▸ **Records supplied**:
· · · · ·
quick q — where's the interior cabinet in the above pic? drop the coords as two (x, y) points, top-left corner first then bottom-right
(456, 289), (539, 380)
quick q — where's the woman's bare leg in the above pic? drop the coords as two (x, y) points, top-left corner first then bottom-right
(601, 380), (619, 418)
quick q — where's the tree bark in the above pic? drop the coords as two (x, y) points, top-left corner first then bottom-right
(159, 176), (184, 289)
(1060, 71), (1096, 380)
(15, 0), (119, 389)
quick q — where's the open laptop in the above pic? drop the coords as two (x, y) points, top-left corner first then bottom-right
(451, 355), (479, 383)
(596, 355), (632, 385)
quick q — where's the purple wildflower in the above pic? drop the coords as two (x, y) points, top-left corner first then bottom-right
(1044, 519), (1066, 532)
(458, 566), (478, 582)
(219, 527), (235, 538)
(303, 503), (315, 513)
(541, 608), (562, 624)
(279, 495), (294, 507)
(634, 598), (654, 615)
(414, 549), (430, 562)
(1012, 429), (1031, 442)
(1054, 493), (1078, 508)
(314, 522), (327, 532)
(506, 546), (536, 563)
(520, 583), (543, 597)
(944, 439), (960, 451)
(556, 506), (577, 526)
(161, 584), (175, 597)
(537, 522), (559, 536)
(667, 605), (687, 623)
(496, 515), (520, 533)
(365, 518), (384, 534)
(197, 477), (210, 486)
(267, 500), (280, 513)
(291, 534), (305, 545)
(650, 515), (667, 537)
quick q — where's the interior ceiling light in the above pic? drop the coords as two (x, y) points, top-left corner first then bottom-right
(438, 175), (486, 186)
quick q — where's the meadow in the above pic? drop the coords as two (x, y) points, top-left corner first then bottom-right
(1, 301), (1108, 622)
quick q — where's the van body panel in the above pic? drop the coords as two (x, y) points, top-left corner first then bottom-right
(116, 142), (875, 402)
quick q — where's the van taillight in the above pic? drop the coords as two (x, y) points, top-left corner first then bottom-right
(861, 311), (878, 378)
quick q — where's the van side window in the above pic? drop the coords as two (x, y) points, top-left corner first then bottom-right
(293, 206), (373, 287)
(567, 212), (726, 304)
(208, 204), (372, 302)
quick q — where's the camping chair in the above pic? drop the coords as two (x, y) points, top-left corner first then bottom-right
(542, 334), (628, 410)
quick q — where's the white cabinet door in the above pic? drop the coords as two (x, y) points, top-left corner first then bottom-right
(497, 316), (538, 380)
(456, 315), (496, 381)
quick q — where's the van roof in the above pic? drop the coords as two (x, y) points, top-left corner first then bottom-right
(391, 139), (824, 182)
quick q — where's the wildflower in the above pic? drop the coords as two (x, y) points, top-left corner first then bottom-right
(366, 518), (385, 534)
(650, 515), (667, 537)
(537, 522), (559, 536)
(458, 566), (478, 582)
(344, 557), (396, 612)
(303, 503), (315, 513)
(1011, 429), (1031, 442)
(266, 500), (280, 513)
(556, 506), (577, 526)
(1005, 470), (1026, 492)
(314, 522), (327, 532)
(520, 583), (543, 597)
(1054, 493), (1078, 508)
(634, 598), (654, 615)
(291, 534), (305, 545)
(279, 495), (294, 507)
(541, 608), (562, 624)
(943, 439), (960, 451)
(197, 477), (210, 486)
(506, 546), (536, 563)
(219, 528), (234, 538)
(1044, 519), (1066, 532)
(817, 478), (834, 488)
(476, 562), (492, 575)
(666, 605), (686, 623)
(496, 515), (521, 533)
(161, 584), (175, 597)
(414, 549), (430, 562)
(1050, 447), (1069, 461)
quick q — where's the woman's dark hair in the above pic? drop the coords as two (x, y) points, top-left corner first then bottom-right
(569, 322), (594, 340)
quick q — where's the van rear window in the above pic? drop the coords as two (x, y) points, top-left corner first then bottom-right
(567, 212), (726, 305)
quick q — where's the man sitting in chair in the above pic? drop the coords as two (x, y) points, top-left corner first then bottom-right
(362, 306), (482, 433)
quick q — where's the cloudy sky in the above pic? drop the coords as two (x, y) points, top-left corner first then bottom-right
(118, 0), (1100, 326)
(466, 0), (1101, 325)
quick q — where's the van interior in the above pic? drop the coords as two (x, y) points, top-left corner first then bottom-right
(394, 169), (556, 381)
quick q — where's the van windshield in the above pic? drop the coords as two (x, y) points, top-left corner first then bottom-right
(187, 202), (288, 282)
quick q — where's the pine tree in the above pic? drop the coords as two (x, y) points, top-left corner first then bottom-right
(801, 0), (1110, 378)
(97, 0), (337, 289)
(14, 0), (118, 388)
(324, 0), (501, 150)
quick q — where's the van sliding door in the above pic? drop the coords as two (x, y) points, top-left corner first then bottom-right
· · · · ·
▸ **Task description**: A word-for-word transcription of all the data is needed.

▸ **Exercise answer**:
quick q — where's the interior cabinet in the above pic? drop the coords as two (x, y) points, top-left corner first then bottom-right
(456, 289), (539, 380)
quick q — where's the woman's bare leg in the above pic? drop the coords as two (x, y) points, top-left corner first then bottom-right
(601, 380), (619, 418)
quick q — where's the tree bark in the above pic? drop the coords as two (x, y) points, top-left corner first then bottom-right
(159, 176), (184, 289)
(1060, 71), (1096, 380)
(15, 0), (119, 389)
quick q — where's the open laptop in the above pic? drop the coords as two (x, y) points, top-left corner first then bottom-right
(451, 355), (479, 383)
(596, 355), (632, 385)
quick q — where's the purple wildflower in the above pic? drop the coords as two (x, y) points, top-left corner first then bottom-right
(1044, 519), (1066, 532)
(458, 566), (478, 582)
(219, 527), (235, 538)
(303, 503), (315, 513)
(541, 608), (562, 624)
(279, 495), (294, 507)
(634, 598), (654, 615)
(414, 549), (430, 562)
(1012, 429), (1031, 442)
(1054, 493), (1078, 508)
(314, 522), (327, 532)
(506, 546), (536, 563)
(520, 583), (543, 597)
(944, 439), (960, 451)
(556, 506), (577, 526)
(161, 584), (175, 597)
(537, 522), (559, 536)
(667, 605), (687, 623)
(496, 515), (520, 533)
(365, 518), (384, 534)
(197, 477), (210, 486)
(267, 500), (280, 513)
(291, 534), (305, 545)
(650, 515), (667, 537)
quick q — where's the interior ceiling light in the above pic? drop the coords as two (x, y) points, top-left corner first then bottom-right
(438, 175), (486, 186)
quick q — where's the meadow in the above pic? drop the coords as two (x, y) points, top-left corner first then bottom-right
(1, 301), (1108, 622)
quick q — where's the van body panel in the above pic? drop the coords as two (x, y) points, top-left corner first then bottom-right
(116, 142), (875, 402)
quick q — where's the van taillight in the above pic? drop the coords as two (x, y) points, top-left corner first then bottom-right
(861, 311), (878, 378)
quick q — where's the van side window in the above pic? drop the coords as two (x, y) points, top-left corner first then bottom-right
(293, 206), (373, 287)
(567, 212), (726, 304)
(208, 204), (372, 302)
quick q — where's the camping chair in the above pic? drop the coords as two (x, y) points, top-left corner first then bottom-right
(542, 334), (628, 410)
quick q — where's the white cabinet door in the above pic? drop the coords as two (x, y) points, top-left corner first then bottom-right
(497, 316), (538, 380)
(456, 315), (496, 381)
quick q — where's the van roof in the above pic? drop the coords as two (x, y) points, top-left corner first then bottom-right
(391, 139), (824, 182)
quick q — where's the wildflower in the above pic? drop the coords as two (x, y) points, top-left corner first then bottom-right
(366, 518), (385, 534)
(650, 515), (667, 537)
(537, 522), (559, 536)
(458, 566), (478, 582)
(344, 557), (396, 612)
(303, 503), (315, 513)
(1011, 429), (1031, 442)
(266, 500), (280, 513)
(556, 506), (577, 526)
(1005, 470), (1026, 492)
(314, 522), (327, 532)
(520, 583), (543, 597)
(1054, 493), (1078, 508)
(634, 598), (654, 615)
(291, 534), (305, 545)
(279, 495), (294, 507)
(541, 608), (562, 624)
(943, 439), (960, 451)
(197, 477), (210, 486)
(506, 546), (536, 563)
(219, 528), (234, 538)
(1044, 519), (1066, 532)
(817, 478), (834, 488)
(476, 562), (492, 575)
(666, 605), (686, 623)
(496, 515), (521, 533)
(161, 584), (175, 597)
(414, 549), (430, 562)
(1050, 447), (1069, 461)
quick q — where's the woman's dark hair in the above pic? drop the coords as two (x, y) points, top-left corner first then bottom-right
(569, 322), (594, 340)
quick q — where's the van rear window in the above pic? drop the coords as two (x, y) points, top-left corner first then bottom-right
(567, 212), (726, 305)
quick q — where's the man sitting in chair in the above pic? drop the coords as two (x, y) points, top-left corner first then bottom-right
(362, 306), (482, 433)
quick q — where's the cloudy sky in the above pic? drop the coords as two (x, y) points, top-left corner first then bottom-right
(118, 0), (1100, 326)
(466, 0), (1101, 325)
quick q — where's the van interior in the above pic? drop the coords as two (x, y) points, top-left corner first then bottom-right
(394, 169), (556, 381)
quick q — where's the van windshield in the above pic? drop the coords as two (x, y) points, top-left corner first then bottom-right
(187, 202), (288, 282)
quick q — where's the pine tree in the above pic? drop the coords as two (x, y) points, top-left corner first then bottom-right
(801, 0), (1110, 378)
(97, 0), (337, 289)
(14, 0), (118, 388)
(324, 0), (501, 150)
quick q — where's the van sliding door in the above pic? drop the coords as two (x, y) points, top-left corner first then bottom-right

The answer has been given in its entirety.